-- START --

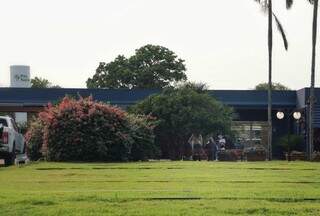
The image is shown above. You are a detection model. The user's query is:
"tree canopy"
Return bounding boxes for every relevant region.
[129,84,233,159]
[254,83,290,90]
[87,45,187,89]
[31,77,61,88]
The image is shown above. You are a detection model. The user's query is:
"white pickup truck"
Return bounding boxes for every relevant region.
[0,116,26,165]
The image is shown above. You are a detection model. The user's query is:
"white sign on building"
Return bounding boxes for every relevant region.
[10,65,31,124]
[10,65,31,88]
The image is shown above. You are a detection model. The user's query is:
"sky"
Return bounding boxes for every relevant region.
[0,0,320,89]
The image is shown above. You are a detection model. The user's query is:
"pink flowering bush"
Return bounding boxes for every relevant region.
[26,97,158,161]
[25,118,44,161]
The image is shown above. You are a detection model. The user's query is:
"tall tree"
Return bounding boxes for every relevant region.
[254,0,293,160]
[87,45,187,89]
[308,0,318,160]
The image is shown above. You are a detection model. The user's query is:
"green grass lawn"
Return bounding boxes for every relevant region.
[0,161,320,216]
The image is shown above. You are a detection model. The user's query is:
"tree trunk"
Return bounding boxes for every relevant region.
[268,0,273,160]
[308,0,318,160]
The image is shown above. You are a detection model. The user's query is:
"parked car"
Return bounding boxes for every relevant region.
[0,116,26,165]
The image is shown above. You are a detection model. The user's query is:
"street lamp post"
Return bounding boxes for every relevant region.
[277,111,301,161]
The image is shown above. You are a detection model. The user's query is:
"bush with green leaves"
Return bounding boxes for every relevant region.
[28,97,158,161]
[127,114,160,161]
[129,83,233,159]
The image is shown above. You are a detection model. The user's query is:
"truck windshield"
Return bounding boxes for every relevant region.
[0,118,8,127]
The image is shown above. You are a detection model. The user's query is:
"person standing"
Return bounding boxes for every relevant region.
[188,133,203,161]
[207,137,218,161]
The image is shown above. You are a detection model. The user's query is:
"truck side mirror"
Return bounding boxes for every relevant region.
[0,124,3,137]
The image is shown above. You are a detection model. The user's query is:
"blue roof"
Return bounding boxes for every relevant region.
[0,88,297,108]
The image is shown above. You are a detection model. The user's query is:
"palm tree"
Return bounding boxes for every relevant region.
[255,0,293,160]
[308,0,318,160]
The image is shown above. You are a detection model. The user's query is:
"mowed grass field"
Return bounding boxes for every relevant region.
[0,161,320,216]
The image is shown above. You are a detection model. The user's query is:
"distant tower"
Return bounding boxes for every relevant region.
[10,65,31,88]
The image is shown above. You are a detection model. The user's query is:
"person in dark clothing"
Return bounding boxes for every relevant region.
[206,137,218,161]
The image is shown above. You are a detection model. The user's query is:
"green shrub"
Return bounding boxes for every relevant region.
[129,83,233,159]
[276,134,304,152]
[25,119,44,161]
[127,114,160,161]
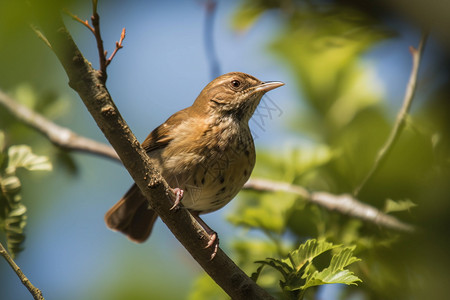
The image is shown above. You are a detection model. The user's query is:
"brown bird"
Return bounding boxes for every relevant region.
[105,72,284,258]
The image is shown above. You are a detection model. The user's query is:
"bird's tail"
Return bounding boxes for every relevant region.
[105,184,158,243]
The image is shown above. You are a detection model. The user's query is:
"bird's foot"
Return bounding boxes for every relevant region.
[170,188,184,210]
[205,231,219,260]
[191,212,219,260]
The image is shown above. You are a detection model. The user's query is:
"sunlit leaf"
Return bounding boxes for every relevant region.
[6,145,52,173]
[284,239,338,271]
[384,199,417,213]
[227,193,296,233]
[187,274,230,300]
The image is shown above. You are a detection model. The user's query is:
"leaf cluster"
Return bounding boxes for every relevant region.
[0,131,52,257]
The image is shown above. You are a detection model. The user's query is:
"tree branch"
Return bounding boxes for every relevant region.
[0,90,414,232]
[33,5,272,299]
[353,31,428,197]
[0,243,44,300]
[0,90,120,161]
[244,178,414,232]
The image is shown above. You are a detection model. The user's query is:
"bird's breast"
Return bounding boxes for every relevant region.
[162,119,255,213]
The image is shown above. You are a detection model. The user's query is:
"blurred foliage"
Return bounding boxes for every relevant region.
[252,239,361,299]
[0,131,52,257]
[188,0,450,299]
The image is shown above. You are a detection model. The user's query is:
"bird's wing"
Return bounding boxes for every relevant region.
[142,108,189,153]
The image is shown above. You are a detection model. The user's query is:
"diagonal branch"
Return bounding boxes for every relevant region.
[0,243,44,300]
[353,31,428,197]
[0,90,413,232]
[0,90,119,160]
[33,4,273,299]
[244,178,414,232]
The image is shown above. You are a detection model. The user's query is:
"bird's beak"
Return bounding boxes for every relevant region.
[255,81,284,93]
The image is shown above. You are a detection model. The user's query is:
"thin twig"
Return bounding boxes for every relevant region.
[353,31,428,197]
[0,90,120,162]
[244,178,414,232]
[0,90,412,231]
[0,243,44,300]
[63,0,125,82]
[63,9,95,35]
[30,25,52,49]
[105,28,125,67]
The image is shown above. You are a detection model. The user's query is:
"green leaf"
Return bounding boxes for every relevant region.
[6,145,52,174]
[227,192,297,233]
[287,247,361,290]
[384,199,417,213]
[302,268,361,290]
[284,239,338,271]
[188,274,230,300]
[0,130,6,155]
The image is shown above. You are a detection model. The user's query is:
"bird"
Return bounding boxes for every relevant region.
[105,72,284,259]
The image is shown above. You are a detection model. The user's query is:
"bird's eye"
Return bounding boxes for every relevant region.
[231,80,241,88]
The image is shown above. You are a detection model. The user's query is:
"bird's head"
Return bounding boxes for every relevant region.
[192,72,284,122]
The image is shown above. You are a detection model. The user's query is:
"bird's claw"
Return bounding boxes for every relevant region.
[170,188,184,210]
[205,232,219,260]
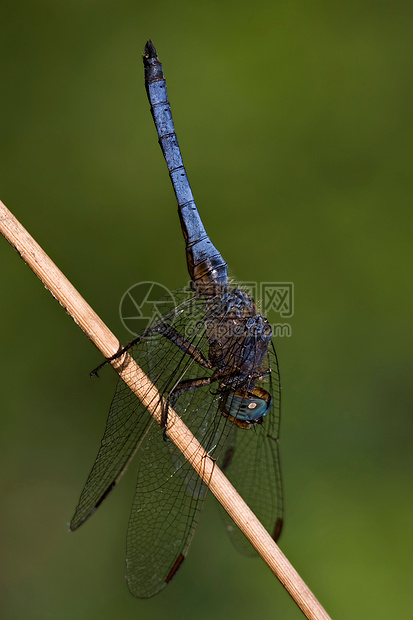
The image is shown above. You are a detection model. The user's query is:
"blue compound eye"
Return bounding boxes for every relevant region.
[221,387,272,424]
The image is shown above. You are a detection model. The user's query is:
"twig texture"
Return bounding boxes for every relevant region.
[0,201,330,620]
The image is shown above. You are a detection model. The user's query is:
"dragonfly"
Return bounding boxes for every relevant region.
[70,41,283,598]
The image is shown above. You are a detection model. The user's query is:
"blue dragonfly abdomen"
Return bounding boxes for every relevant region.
[143,41,228,290]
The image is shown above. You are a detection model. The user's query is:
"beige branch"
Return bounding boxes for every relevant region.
[0,201,330,620]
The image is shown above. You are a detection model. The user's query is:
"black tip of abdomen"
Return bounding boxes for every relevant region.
[144,39,157,58]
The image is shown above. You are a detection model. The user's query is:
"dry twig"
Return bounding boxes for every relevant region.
[0,201,330,620]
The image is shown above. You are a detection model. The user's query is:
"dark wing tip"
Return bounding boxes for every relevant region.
[144,39,158,58]
[165,553,185,583]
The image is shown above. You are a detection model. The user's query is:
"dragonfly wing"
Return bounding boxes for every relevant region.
[126,360,231,598]
[70,291,200,530]
[70,341,159,531]
[218,345,283,555]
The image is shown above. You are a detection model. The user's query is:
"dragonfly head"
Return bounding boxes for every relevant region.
[219,386,272,428]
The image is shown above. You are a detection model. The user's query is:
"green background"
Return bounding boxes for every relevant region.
[0,0,413,620]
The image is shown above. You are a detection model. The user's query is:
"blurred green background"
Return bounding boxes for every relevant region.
[0,0,413,620]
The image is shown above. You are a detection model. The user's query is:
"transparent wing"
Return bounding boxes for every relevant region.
[126,373,231,597]
[70,334,154,530]
[218,345,283,556]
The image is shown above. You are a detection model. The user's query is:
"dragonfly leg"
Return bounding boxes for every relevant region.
[154,322,212,369]
[89,334,146,377]
[161,375,216,439]
[90,322,212,377]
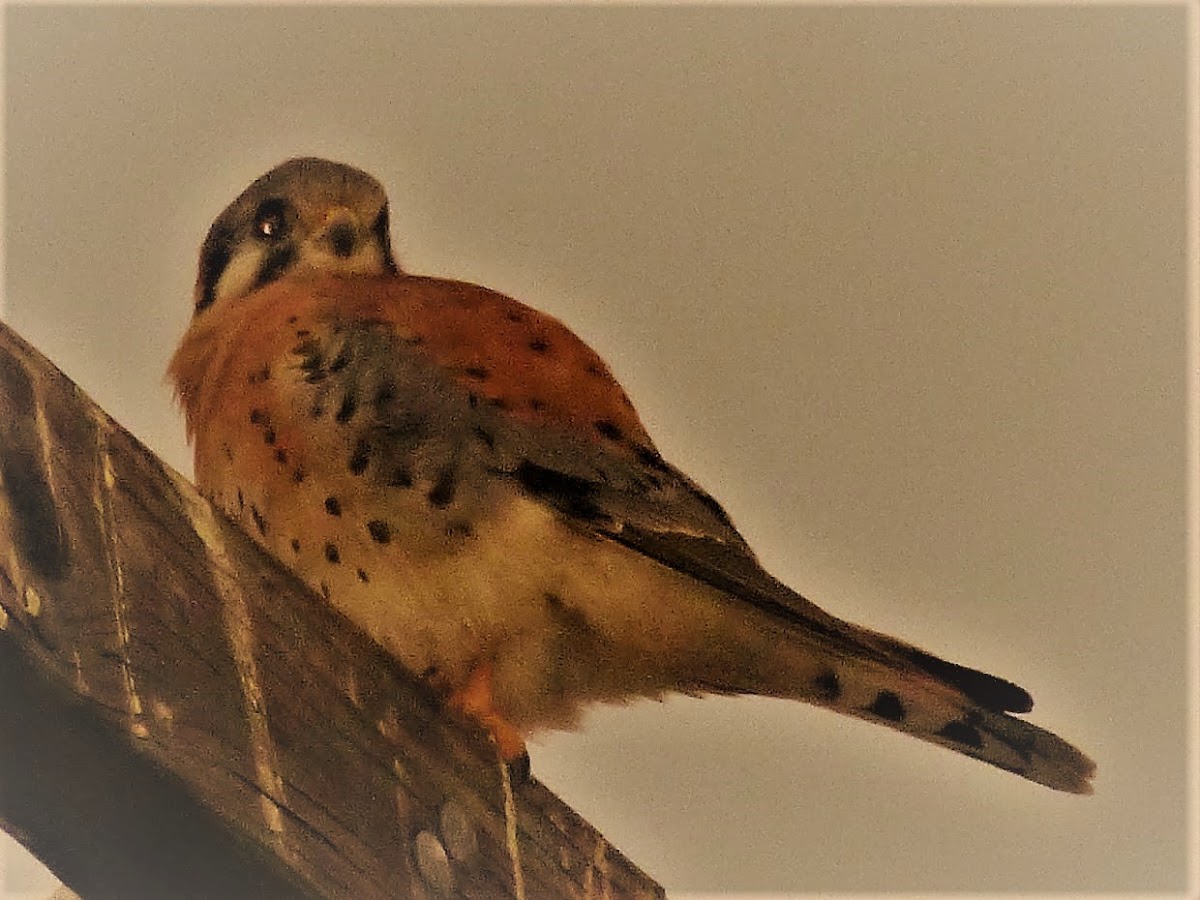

-- END --

Give back every line of the items above that contains the word "bush", copying each line in full.

"pink flowering bush"
"bush with green leaves"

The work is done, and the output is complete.